(任务):
a) 根据题目页面回答下列问题：
(i) Little Q 开始检查前写下的 maxrating 与 count 的初始值分别是多少？
(ii) 输入中测试用例数 T 的取值范围是什么？
(iii) 思路方法部分指出，求 count 的结果时需要对序列作何处理？
b) 请将题目页面中自“Since the output”起，一直到“队列个数），队头就是最大值。”为止的全部文字，一字不差地誊写出来。

======== 原文

Ascending Rating （单调队列）

Problem Description

Before the start of contest, there are $n$ ICPC contestants waiting in a long queue. They are labeled by $1$ to $n$ from left to right. It can be easily found that the $i$-th contestant's QodeForces rating is $a_i$.
Little Q, the coach of Quailty Normal University, is bored to just watch them waiting in the queue. He starts to compare the rating of the contestants. He will pick a continous interval with length $m$, say $[l,l+m-1]$, and then inspect each contestant from left to right. Initially, he will write down two numbers $maxrating=-1$ and $count=0$. Everytime he meets a contestant $k$ with strictly higher rating than $maxrating$, he will change $maxrating$ to $a_k$ and $count$ to $count+1$.
Little T is also a coach waiting for the contest. He knows Little Q is not good at counting, so he is wondering what are the correct final value of $maxrating$ and $count$. Please write a program to figure out the answer.

Input

The first line of the input contains an integer $T(1\leq T\leq2000)$, denoting the number of test cases. In each test case, there are $7$ integers $n,m,k,p,q,r,MOD(1\leq m,k\leq n\leq 10^7,5\leq p,q,r,MOD\leq 10^9)$ in the first line, denoting the number of contestants, the length of interval, and the parameters $k,p,q,r,MOD$. In the next line, there are $k$ integers $a_1,a_2,...,a_k(0\leq a_i\leq 10^9)$, denoting the rating of the first $k$ contestants. To reduce the large input, we will use the following generator. The numbers $p,q,r$ and $MOD$ are given initially. The values $a_i(k<i\leq n)$ are then produced as follows : \begin{eqnarray*} a_i&=&(p\times a_{i-1}+q\times i+r)\bmod MOD \end{eqnarray*} It is guaranteed that $\sum n\leq 7\times 10^7$ and $\sum k\leq 2\times 10^6$.

Output

Since the output file may be very large, let's denote $maxrating_i$ and $count_i$ as the result of interval $[i,i+m-1]$. For each test case, you need to print a single line containing two integers $A$ and $B$, where : \begin{eqnarray*} A&=&\sum_{i=1}^{n-m+1} (maxrating_i\oplus i)\\ B&=&\sum_{i=1}^{n-m+1} (count_i\oplus i) \end{eqnarray*} Note that ``$\oplus$'' denotes binary XOR operation.

Sample Input

1 10 6 10 5 5 5 5 3 2 2 1 5 7 6 8 2 9

Sample Output

46 11

题目大意：给定一个长度为n的序列，现在问你每个区间长度为m的子序列最大值异或上i和最大值变化次数异或上i的求和。

思路方法：这道题用到一个新的知识点是单调队列，所谓的单调队列就是利用栈和队列来维护这个序列为有序的序列，从而确定子序列的最大或最小值。注意count的结果要将序列反过来求解，这样队列中元素个数就是count个数（倒的是递减正的就是递增所以每两个相邻都会让count加一，加上最开始0正好是队列个数），队头就是最大值。

================
======== 提取信息

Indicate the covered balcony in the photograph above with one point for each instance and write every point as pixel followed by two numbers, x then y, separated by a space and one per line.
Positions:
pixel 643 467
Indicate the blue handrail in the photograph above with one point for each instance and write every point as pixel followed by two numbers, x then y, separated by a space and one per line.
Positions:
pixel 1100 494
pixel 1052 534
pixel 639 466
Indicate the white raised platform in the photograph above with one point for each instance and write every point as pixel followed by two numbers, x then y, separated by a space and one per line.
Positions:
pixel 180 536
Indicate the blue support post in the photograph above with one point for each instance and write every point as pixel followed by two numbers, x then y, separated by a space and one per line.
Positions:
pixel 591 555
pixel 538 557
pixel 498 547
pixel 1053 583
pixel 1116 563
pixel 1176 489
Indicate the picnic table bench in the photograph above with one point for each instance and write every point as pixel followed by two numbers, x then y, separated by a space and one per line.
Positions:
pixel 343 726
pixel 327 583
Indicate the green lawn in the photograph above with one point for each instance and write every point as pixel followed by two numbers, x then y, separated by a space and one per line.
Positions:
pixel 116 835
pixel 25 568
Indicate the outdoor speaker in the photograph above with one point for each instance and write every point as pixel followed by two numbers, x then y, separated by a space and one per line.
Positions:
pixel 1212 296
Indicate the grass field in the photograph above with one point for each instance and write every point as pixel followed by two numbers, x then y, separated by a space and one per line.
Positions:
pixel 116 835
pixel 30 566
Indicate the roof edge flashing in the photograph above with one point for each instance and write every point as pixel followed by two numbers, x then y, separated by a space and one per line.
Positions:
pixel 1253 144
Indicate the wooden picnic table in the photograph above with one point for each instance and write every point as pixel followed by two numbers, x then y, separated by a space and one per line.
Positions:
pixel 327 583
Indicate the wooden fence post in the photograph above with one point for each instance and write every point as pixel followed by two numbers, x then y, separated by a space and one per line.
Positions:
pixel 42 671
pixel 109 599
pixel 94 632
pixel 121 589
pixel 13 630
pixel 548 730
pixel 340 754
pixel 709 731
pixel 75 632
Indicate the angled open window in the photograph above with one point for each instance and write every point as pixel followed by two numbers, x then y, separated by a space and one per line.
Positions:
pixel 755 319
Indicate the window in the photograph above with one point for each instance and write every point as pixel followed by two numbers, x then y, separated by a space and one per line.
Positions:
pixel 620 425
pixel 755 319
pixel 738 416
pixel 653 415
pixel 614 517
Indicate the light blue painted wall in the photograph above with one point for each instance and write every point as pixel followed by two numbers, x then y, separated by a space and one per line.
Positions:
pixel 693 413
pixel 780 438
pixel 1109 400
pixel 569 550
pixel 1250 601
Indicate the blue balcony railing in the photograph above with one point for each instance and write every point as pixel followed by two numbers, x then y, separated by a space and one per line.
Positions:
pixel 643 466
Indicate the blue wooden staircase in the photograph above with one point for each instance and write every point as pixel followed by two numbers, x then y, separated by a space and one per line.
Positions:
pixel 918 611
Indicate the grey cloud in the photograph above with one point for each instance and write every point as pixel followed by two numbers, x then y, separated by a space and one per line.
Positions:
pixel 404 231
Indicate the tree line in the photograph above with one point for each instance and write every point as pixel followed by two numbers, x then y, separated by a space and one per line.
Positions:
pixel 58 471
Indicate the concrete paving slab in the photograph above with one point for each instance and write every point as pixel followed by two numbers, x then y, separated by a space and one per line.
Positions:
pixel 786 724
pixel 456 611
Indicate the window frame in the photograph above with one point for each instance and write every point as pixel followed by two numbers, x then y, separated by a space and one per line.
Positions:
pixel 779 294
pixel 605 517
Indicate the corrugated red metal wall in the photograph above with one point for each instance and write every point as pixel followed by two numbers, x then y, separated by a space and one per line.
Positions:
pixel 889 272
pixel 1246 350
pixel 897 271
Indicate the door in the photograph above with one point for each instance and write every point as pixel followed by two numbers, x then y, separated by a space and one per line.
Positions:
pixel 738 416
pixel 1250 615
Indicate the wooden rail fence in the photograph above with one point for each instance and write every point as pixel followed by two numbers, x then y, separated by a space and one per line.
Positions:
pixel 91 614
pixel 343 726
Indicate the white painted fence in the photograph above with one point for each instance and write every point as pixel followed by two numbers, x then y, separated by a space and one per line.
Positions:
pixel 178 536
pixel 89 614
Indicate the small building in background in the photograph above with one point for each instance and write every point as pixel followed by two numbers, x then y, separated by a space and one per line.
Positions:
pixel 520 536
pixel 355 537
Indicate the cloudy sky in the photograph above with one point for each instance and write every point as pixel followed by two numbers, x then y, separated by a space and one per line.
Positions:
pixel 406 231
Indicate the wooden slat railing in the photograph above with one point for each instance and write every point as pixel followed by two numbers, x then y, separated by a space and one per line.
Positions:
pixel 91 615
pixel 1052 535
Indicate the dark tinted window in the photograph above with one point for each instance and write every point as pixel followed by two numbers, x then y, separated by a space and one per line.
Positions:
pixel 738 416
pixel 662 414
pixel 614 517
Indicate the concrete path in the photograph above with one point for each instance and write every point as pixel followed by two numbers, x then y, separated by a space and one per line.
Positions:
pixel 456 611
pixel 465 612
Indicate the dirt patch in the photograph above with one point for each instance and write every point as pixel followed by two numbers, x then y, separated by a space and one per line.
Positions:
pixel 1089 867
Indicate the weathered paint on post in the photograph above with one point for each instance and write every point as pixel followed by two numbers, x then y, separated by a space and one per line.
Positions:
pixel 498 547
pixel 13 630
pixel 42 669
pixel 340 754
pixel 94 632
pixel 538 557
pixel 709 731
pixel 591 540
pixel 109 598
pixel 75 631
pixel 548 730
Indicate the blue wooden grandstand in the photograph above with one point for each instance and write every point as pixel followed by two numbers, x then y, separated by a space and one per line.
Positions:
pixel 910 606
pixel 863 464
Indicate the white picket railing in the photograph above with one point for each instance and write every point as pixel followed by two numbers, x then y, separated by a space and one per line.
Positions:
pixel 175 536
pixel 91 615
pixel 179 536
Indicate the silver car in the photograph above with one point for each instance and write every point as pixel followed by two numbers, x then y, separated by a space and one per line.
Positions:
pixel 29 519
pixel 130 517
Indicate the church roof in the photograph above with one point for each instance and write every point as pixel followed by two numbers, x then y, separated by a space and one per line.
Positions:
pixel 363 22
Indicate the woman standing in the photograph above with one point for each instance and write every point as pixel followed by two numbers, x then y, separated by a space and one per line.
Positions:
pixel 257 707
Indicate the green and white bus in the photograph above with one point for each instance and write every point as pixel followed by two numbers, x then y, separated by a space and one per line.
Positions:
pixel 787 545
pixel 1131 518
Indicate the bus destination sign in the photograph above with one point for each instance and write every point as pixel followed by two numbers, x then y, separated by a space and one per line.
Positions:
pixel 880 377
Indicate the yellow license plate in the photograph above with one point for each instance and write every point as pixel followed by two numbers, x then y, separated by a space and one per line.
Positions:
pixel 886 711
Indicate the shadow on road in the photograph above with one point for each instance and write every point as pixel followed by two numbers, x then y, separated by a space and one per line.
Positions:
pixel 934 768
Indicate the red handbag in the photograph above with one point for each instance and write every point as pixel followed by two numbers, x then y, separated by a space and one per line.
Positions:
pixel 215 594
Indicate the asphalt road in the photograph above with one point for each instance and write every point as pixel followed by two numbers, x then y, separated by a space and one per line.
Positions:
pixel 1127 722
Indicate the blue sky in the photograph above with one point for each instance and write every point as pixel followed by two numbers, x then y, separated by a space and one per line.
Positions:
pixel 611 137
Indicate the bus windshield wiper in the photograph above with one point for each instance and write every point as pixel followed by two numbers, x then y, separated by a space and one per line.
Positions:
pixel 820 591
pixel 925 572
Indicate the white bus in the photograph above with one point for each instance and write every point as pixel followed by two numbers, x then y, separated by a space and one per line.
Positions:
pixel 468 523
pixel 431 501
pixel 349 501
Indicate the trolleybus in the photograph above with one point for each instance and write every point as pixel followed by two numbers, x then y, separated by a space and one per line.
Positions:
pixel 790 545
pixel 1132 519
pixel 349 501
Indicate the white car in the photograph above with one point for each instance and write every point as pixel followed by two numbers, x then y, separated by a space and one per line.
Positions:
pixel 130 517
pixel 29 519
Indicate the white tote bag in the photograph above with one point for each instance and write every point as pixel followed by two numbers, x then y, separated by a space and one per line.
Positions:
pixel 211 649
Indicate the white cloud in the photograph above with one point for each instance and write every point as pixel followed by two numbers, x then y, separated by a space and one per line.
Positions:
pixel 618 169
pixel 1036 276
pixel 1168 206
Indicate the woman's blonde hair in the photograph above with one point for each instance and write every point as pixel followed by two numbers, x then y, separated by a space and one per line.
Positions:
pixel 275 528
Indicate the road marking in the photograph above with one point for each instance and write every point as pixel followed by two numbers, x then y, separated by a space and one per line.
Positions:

================

(参考答案):
a)
(i) maxrating=-1，count=0。
(ii) 1≤T≤2000。
(iii) 要将序列反过来求解。

b)
Since the output file may be very large, let's denote $maxrating_i$ and $count_i$ as the result of interval $[i,i+m-1]$. For each test case, you need to print a single line containing two integers $A$ and $B$, where : \begin{eqnarray*} A&=&\sum_{i=1}^{n-m+1} (maxrating_i\oplus i)\\ B&=&\sum_{i=1}^{n-m+1} (count_i\oplus i) \end{eqnarray*} Note that ``$\oplus$'' denotes binary XOR operation.

Sample Input

1 10 6 10 5 5 5 5 3 2 2 1 5 7 6 8 2 9

Sample Output

46 11

题目大意：给定一个长度为n的序列，现在问你每个区间长度为m的子序列最大值异或上i和最大值变化次数异或上i的求和。

思路方法：这道题用到一个新的知识点是单调队列，所谓的单调队列就是利用栈和队列来维护这个序列为有序的序列，从而确定子序列的最大或最小值。注意count的结果要将序列反过来求解，这样队列中元素个数就是count个数（倒的是递减正的就是递增所以每两个相邻都会让count加一，加上最开始0正好是队列个数），队头就是最大值。